* **EXERCISE AIM**
Begin at the line of the data below that contains "Warehouse pick-planner input: mark the sliced" and stop after the last line of the data. Copy every line in that span, adding 95 to each x and y coordinate and leaving all other wording unchanged.
:: DATA SHOWN
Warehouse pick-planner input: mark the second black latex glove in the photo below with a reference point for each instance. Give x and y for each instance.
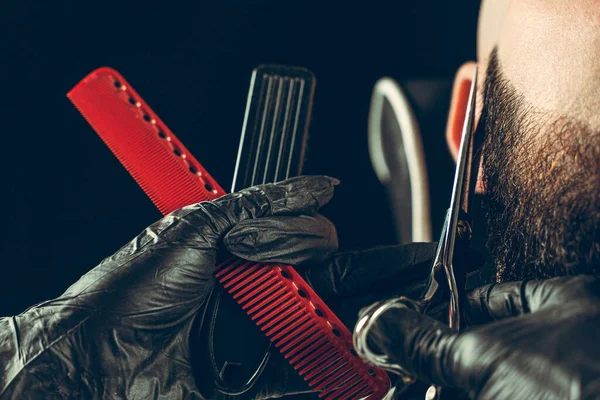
(536, 340)
(346, 282)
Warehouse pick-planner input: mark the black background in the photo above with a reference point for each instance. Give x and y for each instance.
(67, 201)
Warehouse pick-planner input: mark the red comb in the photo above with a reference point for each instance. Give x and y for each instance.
(285, 308)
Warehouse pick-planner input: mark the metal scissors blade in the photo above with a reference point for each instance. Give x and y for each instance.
(459, 200)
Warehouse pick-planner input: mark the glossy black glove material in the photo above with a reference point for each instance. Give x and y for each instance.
(123, 330)
(527, 340)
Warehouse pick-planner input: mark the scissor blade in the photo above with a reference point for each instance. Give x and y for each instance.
(462, 175)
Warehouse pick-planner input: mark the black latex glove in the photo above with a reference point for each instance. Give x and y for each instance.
(528, 340)
(346, 282)
(122, 331)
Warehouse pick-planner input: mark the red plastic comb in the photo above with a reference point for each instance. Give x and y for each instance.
(285, 308)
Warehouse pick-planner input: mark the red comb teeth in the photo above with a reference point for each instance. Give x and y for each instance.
(275, 297)
(155, 158)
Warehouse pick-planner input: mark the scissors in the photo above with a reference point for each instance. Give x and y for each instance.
(449, 269)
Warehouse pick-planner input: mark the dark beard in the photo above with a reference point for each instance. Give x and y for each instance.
(542, 181)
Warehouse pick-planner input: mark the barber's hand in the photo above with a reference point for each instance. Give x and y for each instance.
(528, 340)
(123, 330)
(346, 282)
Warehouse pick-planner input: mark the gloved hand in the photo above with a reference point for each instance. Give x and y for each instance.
(123, 331)
(528, 340)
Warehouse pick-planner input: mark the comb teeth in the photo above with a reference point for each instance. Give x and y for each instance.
(304, 330)
(281, 304)
(142, 142)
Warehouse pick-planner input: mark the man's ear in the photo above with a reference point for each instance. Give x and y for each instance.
(458, 106)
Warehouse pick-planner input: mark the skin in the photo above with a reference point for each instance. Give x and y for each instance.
(539, 105)
(549, 51)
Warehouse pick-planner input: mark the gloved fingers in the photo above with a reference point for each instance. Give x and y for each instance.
(289, 240)
(209, 221)
(498, 301)
(374, 271)
(423, 346)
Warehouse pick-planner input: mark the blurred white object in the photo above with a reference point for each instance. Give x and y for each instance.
(396, 151)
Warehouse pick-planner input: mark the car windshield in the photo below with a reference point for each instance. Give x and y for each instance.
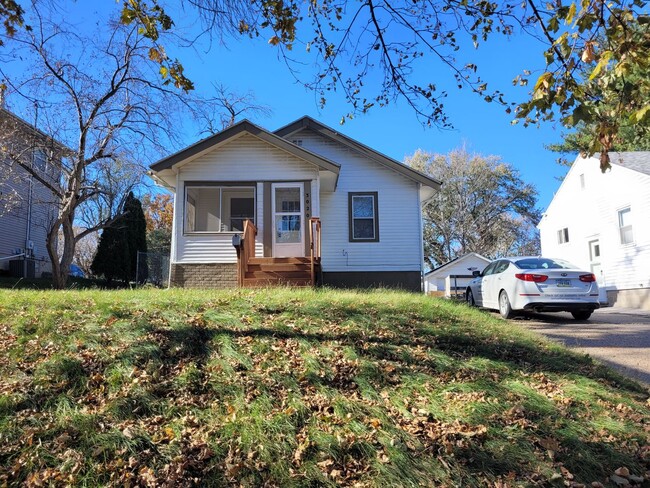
(543, 263)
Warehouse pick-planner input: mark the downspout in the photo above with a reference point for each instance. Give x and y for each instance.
(30, 196)
(175, 221)
(421, 237)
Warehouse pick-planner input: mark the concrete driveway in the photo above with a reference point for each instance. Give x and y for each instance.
(618, 337)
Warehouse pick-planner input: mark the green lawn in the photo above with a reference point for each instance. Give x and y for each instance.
(289, 387)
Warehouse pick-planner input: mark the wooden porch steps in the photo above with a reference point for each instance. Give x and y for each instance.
(278, 271)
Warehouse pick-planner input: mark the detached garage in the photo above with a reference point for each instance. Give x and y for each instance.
(452, 278)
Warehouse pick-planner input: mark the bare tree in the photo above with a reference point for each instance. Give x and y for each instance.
(228, 107)
(483, 206)
(101, 97)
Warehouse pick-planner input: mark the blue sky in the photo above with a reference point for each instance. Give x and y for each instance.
(245, 65)
(252, 65)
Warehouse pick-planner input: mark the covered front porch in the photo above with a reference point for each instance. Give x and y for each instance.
(299, 270)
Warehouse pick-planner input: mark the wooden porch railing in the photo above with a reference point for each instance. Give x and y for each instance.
(314, 246)
(246, 250)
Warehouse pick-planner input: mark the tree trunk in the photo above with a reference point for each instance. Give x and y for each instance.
(61, 266)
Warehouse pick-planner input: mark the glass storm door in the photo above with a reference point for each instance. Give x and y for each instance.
(288, 220)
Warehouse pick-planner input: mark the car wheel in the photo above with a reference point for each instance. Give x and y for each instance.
(504, 306)
(581, 314)
(469, 298)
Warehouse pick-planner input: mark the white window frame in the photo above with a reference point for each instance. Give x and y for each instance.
(375, 216)
(220, 187)
(622, 229)
(563, 235)
(40, 154)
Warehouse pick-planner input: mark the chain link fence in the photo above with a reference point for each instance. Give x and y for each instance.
(153, 268)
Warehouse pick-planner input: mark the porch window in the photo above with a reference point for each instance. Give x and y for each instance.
(217, 209)
(363, 217)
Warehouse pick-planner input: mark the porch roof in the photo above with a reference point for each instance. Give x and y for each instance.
(307, 122)
(324, 165)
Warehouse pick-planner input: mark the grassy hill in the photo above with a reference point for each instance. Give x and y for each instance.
(300, 388)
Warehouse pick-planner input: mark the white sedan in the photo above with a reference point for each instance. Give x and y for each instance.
(534, 284)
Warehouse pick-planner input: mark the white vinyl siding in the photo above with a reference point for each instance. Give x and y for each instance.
(246, 159)
(593, 214)
(399, 248)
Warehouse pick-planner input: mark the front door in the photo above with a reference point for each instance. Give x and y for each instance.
(288, 220)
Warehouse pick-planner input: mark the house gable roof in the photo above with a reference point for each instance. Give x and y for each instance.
(35, 131)
(307, 122)
(632, 160)
(456, 260)
(236, 130)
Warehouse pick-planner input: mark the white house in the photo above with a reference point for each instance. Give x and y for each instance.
(27, 206)
(454, 275)
(601, 221)
(317, 198)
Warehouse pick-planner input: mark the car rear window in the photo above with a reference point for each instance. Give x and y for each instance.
(543, 263)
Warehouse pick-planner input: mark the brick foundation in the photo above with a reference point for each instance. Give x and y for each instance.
(204, 275)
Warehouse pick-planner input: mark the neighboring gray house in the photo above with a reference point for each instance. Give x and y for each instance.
(26, 205)
(601, 222)
(290, 183)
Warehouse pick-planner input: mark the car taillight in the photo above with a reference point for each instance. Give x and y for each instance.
(531, 277)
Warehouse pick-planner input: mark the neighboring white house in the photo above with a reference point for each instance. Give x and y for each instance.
(601, 222)
(27, 206)
(454, 275)
(369, 205)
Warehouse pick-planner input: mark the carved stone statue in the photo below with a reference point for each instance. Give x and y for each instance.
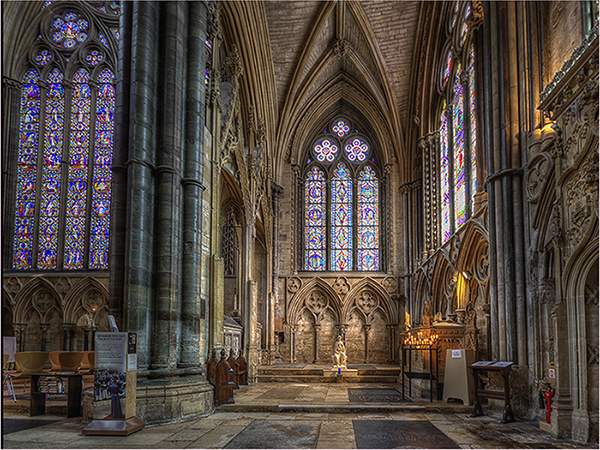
(339, 354)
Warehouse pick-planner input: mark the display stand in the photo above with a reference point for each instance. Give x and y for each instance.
(431, 348)
(457, 378)
(116, 360)
(503, 368)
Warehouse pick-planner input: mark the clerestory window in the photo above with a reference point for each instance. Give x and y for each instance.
(64, 177)
(341, 201)
(458, 126)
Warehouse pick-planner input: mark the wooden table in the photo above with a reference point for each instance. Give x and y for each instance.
(503, 368)
(73, 388)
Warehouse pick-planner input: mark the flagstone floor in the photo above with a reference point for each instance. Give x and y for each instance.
(293, 416)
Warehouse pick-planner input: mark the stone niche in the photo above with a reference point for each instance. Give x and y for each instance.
(363, 310)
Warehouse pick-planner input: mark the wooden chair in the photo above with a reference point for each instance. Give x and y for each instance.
(87, 361)
(70, 361)
(7, 378)
(54, 361)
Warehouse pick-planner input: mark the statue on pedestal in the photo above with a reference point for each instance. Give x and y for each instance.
(339, 354)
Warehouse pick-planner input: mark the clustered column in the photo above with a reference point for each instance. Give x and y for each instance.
(160, 123)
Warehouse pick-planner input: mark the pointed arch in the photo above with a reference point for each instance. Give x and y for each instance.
(297, 303)
(77, 303)
(386, 304)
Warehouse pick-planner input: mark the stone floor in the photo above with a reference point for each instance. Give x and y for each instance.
(276, 415)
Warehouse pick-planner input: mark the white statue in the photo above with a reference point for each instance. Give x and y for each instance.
(339, 354)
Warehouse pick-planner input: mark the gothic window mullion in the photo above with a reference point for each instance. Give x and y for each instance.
(90, 179)
(451, 178)
(64, 183)
(40, 168)
(464, 81)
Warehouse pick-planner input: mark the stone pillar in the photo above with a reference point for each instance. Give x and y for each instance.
(250, 329)
(293, 329)
(191, 269)
(391, 342)
(11, 101)
(367, 329)
(140, 207)
(317, 328)
(277, 310)
(120, 189)
(165, 335)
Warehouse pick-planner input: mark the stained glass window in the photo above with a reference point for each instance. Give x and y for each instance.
(341, 128)
(27, 171)
(102, 180)
(326, 150)
(368, 220)
(460, 189)
(341, 183)
(458, 133)
(473, 123)
(78, 171)
(64, 179)
(316, 220)
(357, 150)
(51, 172)
(341, 227)
(445, 176)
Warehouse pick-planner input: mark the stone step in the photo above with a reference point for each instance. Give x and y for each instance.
(308, 378)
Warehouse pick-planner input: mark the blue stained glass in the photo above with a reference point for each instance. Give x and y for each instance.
(315, 221)
(460, 189)
(52, 172)
(445, 176)
(368, 220)
(341, 231)
(101, 179)
(26, 172)
(473, 124)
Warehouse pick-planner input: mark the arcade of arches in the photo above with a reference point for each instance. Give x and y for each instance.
(271, 175)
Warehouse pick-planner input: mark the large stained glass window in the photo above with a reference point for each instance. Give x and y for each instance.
(27, 171)
(472, 115)
(368, 223)
(445, 176)
(62, 219)
(458, 129)
(341, 211)
(345, 184)
(316, 220)
(460, 190)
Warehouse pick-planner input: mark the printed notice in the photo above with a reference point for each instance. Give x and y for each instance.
(111, 351)
(131, 363)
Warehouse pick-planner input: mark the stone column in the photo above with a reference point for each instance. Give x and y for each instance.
(165, 335)
(191, 269)
(250, 326)
(140, 207)
(11, 96)
(120, 189)
(277, 311)
(317, 328)
(293, 329)
(367, 329)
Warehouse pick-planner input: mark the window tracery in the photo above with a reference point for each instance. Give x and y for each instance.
(62, 218)
(458, 128)
(341, 179)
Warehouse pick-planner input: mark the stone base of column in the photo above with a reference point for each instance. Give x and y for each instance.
(164, 400)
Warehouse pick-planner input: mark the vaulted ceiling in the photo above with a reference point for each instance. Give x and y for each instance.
(342, 56)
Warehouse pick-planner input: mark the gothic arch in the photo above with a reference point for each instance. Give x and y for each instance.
(298, 302)
(24, 300)
(383, 301)
(77, 302)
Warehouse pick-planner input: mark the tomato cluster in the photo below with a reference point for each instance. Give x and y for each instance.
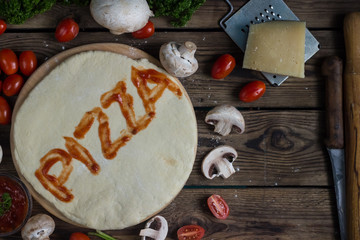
(13, 69)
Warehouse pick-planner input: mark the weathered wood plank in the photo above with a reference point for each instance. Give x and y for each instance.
(318, 14)
(255, 213)
(203, 90)
(278, 148)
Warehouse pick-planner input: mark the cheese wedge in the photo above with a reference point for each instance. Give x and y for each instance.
(276, 47)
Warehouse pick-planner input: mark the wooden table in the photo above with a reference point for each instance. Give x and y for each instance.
(284, 188)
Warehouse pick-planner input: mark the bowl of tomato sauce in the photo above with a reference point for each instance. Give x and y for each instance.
(15, 204)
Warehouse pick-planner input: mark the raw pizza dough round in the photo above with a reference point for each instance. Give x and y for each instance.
(147, 172)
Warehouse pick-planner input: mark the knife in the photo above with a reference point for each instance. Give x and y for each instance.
(332, 69)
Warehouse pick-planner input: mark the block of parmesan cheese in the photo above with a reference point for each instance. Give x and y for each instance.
(276, 47)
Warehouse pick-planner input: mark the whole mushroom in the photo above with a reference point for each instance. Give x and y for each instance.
(220, 159)
(121, 16)
(179, 59)
(38, 227)
(156, 228)
(226, 118)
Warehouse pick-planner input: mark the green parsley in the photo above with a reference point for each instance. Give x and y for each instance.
(180, 11)
(5, 203)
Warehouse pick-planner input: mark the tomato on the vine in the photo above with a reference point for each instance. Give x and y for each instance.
(252, 91)
(2, 26)
(66, 30)
(190, 232)
(78, 236)
(147, 31)
(218, 206)
(5, 111)
(27, 62)
(12, 85)
(223, 66)
(8, 61)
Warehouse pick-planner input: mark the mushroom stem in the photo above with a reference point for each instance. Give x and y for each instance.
(187, 50)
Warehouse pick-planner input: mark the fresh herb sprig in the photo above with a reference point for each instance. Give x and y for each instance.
(5, 203)
(180, 11)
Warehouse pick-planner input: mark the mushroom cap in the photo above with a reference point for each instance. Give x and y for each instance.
(159, 230)
(221, 160)
(121, 16)
(179, 59)
(38, 227)
(226, 118)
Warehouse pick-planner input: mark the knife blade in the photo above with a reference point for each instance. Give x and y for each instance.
(332, 69)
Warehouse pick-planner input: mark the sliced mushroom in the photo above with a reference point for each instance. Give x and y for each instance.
(179, 59)
(39, 227)
(156, 228)
(219, 162)
(226, 118)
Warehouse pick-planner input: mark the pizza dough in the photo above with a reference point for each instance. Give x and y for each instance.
(147, 171)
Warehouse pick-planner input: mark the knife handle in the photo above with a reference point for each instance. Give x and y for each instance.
(352, 122)
(332, 69)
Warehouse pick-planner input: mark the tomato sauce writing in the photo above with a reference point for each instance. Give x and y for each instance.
(140, 78)
(14, 216)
::::
* **RESPONSE FOR THIS EXERCISE**
Warehouse pick-planner input: mark the sliced mushroom in the photo above with a reference point for each instance. Give x and y for each instance.
(274, 154)
(134, 322)
(251, 323)
(314, 257)
(321, 213)
Warehouse pick-planner input: mark the pizza dough in the photo above with a reference point for each instance. Give x and y for each instance.
(242, 266)
Warehouse pick-planner input: mark the knife handle in the photo above with a reference point for each instance. Give x and y for each instance.
(447, 217)
(427, 164)
Warehouse pick-planner input: mark the tomato sauce writing in the photo above with a reference point for each instance. Give x and y for each instance.
(235, 173)
(109, 311)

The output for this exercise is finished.